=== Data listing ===
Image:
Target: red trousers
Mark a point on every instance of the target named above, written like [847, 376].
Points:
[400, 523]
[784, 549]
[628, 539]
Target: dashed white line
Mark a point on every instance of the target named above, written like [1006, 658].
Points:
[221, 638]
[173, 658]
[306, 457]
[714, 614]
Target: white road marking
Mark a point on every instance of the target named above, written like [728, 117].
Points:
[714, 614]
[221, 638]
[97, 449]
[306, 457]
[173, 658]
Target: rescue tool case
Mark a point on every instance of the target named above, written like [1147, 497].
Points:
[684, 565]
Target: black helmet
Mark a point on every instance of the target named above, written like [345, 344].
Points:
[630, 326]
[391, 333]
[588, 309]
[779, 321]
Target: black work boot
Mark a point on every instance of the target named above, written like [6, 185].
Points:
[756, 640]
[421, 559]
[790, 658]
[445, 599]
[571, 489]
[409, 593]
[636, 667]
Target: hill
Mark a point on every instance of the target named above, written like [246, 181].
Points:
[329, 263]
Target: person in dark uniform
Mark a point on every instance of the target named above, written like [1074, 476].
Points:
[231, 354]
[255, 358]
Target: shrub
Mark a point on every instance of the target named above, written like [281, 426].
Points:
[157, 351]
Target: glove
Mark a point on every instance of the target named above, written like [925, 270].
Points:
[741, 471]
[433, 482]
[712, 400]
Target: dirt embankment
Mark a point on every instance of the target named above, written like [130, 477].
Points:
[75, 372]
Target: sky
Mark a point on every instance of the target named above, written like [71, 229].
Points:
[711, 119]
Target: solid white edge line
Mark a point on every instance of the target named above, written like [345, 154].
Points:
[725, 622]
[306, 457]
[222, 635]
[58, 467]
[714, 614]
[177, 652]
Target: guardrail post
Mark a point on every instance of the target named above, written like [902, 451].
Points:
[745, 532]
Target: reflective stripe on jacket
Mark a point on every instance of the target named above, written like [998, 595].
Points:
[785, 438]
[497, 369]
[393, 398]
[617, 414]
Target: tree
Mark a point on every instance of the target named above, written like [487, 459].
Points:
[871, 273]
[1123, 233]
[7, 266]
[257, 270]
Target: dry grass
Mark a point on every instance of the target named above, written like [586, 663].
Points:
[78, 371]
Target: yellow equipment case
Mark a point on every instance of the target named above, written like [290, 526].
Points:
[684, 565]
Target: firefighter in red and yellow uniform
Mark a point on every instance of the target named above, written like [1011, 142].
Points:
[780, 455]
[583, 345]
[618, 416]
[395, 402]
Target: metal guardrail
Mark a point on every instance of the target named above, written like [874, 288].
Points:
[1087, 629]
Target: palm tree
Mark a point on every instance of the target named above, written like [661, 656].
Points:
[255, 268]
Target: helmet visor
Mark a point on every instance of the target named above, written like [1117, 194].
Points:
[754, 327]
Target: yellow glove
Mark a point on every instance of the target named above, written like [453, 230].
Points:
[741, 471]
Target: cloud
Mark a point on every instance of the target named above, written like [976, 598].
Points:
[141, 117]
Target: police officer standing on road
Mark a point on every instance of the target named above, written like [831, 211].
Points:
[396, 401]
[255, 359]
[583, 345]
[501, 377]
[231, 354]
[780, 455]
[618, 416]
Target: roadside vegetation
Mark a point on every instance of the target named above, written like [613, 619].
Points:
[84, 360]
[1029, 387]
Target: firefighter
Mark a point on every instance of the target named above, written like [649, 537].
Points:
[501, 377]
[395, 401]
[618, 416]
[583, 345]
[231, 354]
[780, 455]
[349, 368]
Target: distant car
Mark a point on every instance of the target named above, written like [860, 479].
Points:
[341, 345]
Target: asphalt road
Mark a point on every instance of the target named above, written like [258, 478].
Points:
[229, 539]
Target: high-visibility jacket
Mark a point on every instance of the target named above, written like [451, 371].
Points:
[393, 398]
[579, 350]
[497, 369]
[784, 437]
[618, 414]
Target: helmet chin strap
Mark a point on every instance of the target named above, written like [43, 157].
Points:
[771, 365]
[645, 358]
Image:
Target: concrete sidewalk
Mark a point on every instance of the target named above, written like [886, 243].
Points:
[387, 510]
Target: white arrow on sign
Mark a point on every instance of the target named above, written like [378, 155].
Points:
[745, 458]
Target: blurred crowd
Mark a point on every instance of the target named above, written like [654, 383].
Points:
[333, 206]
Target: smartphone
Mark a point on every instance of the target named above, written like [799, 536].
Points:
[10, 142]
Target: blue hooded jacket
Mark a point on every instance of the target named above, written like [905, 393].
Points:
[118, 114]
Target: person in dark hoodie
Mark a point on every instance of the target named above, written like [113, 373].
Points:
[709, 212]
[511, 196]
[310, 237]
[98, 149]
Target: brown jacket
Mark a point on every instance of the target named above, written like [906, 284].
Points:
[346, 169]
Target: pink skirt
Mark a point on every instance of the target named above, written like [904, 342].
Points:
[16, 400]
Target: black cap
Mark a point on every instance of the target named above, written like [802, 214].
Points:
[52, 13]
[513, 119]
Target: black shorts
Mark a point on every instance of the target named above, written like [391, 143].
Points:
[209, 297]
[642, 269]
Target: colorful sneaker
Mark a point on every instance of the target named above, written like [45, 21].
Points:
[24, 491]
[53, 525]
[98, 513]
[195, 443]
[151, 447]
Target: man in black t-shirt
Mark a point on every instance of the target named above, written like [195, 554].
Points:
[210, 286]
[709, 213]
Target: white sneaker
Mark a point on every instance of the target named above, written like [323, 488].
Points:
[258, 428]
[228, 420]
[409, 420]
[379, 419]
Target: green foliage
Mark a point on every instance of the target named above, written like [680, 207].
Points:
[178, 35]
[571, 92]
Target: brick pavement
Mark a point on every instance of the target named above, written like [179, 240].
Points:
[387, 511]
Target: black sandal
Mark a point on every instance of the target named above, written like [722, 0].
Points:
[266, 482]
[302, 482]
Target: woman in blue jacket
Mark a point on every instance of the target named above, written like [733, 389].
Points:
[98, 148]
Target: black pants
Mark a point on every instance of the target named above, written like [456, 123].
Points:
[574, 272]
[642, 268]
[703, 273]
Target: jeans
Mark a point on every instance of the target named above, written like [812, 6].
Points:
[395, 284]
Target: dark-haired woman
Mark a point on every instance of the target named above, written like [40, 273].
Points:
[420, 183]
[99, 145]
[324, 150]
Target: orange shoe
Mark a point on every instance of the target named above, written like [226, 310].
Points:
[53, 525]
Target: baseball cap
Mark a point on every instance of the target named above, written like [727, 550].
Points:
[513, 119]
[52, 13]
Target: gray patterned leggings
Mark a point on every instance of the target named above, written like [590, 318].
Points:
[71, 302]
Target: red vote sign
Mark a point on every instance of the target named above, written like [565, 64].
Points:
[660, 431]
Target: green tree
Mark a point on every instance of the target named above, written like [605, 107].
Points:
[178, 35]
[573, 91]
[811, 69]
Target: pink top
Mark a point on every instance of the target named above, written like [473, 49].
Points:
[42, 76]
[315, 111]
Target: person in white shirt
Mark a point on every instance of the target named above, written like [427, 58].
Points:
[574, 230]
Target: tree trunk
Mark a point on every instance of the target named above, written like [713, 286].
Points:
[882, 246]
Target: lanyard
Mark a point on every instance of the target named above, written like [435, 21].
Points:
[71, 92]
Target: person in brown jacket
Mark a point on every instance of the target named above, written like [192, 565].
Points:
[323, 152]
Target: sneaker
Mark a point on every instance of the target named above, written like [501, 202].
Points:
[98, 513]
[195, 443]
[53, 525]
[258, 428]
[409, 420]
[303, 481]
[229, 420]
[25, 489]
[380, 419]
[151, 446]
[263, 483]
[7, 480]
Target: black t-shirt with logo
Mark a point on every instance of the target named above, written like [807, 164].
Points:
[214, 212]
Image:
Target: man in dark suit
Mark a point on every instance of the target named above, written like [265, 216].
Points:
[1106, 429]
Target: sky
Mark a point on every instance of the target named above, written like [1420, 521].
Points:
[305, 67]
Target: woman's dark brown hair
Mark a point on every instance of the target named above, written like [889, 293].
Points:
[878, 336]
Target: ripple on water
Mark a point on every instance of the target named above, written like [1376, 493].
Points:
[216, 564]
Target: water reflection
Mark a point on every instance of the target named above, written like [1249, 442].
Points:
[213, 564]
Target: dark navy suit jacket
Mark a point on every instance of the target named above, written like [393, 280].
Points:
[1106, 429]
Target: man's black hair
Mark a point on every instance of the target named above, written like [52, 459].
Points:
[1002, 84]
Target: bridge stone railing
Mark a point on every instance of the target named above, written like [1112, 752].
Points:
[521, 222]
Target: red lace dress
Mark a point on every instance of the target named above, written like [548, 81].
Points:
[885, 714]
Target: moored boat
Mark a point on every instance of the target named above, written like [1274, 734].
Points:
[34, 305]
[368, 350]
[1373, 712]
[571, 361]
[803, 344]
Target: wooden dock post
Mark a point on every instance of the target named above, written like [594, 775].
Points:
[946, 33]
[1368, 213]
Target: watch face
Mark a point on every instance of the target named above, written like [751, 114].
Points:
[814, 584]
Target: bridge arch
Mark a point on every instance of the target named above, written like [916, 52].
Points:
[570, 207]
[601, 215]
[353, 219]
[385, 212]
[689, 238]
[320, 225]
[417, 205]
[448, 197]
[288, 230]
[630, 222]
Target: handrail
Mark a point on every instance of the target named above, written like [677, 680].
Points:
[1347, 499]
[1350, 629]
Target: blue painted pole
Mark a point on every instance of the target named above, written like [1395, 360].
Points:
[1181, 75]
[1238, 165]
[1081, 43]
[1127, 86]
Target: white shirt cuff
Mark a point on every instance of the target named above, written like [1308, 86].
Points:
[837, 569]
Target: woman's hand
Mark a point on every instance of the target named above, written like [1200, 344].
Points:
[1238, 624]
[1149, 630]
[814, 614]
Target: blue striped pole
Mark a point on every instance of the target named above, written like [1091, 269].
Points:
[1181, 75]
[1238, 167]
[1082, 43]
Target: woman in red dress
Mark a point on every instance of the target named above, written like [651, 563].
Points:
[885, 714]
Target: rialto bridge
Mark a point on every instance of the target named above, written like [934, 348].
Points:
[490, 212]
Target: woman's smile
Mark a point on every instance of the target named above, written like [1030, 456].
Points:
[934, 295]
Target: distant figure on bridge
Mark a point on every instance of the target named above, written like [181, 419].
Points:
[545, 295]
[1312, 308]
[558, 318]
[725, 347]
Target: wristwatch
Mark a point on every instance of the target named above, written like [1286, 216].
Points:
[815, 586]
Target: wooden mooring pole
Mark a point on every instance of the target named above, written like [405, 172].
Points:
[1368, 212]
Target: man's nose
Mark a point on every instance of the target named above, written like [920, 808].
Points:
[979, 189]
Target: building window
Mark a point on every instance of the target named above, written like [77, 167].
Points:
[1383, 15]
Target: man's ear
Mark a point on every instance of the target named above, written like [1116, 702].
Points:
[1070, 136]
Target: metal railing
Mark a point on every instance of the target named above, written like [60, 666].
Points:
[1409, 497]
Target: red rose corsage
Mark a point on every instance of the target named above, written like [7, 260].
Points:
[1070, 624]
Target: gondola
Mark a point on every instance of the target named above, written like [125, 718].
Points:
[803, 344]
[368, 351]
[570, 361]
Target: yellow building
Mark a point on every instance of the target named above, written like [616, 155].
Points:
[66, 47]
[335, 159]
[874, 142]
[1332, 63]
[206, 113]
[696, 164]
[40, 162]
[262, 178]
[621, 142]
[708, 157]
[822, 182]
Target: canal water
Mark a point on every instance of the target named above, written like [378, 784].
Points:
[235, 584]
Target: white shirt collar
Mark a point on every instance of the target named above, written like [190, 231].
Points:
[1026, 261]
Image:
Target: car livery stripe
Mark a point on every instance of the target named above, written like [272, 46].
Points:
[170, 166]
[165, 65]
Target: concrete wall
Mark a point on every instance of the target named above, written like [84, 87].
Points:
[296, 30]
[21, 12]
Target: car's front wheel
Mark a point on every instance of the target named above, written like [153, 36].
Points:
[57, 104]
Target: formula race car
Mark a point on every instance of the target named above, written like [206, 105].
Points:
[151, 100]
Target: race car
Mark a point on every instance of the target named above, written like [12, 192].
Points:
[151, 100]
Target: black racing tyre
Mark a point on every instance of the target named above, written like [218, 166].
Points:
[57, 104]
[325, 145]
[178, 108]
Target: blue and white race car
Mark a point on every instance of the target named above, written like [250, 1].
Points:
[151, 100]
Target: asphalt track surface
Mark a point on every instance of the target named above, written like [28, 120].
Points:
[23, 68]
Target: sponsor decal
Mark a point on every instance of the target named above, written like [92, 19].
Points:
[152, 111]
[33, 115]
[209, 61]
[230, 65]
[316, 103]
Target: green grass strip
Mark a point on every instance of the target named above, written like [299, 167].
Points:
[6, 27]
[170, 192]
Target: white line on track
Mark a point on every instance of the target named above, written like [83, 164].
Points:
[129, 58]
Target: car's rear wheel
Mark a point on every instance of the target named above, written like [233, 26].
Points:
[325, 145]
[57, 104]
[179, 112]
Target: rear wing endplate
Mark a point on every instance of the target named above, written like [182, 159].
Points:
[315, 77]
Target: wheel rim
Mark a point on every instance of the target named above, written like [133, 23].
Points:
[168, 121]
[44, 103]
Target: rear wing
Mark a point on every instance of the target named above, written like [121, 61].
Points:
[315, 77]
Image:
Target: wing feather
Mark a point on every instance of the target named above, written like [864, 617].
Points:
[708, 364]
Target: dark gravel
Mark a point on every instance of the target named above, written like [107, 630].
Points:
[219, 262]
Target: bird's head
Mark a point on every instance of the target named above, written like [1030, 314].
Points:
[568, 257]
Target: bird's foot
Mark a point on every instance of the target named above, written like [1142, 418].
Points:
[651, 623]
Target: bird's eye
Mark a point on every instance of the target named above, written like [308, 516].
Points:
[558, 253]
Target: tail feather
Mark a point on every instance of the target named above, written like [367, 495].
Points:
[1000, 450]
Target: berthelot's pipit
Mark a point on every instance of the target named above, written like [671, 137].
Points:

=== Aim ===
Rewrite the stretch from the line containing "Target: wheel rim" through the end of the records, swapping "feather" for "plume" and keeping everything else unchanged.

=== Full solution ===
Target: wheel rim
Mark a point on every instance of the target named above, written like [133, 23].
Points:
[168, 121]
[44, 103]
Target: rear wing
Mark a point on every instance of the target named above, written like [121, 61].
Points:
[315, 77]
Image:
Target: wing plume
Mark a point on every instance of the target named above, written like [864, 617].
Points:
[708, 364]
Target: dark gravel
Mark a point on every instance of the target named above, written like [107, 630].
Points:
[219, 262]
Target: bird's head
Mark a point on every instance of the target named above, written like [1030, 314].
Points:
[568, 257]
Target: bird's foot
Mark a point on every instance of the target named above, written like [1142, 418].
Points:
[651, 623]
Target: bird's eye
Mark a point on every instance of the target named above, written like [308, 516].
Points:
[558, 253]
Target: tail plume
Mark a point on every instance of the target named above, written like [367, 495].
Points:
[1000, 450]
Target: berthelot's pipit
Mark a point on every instance of the target named above, written like [671, 137].
Points:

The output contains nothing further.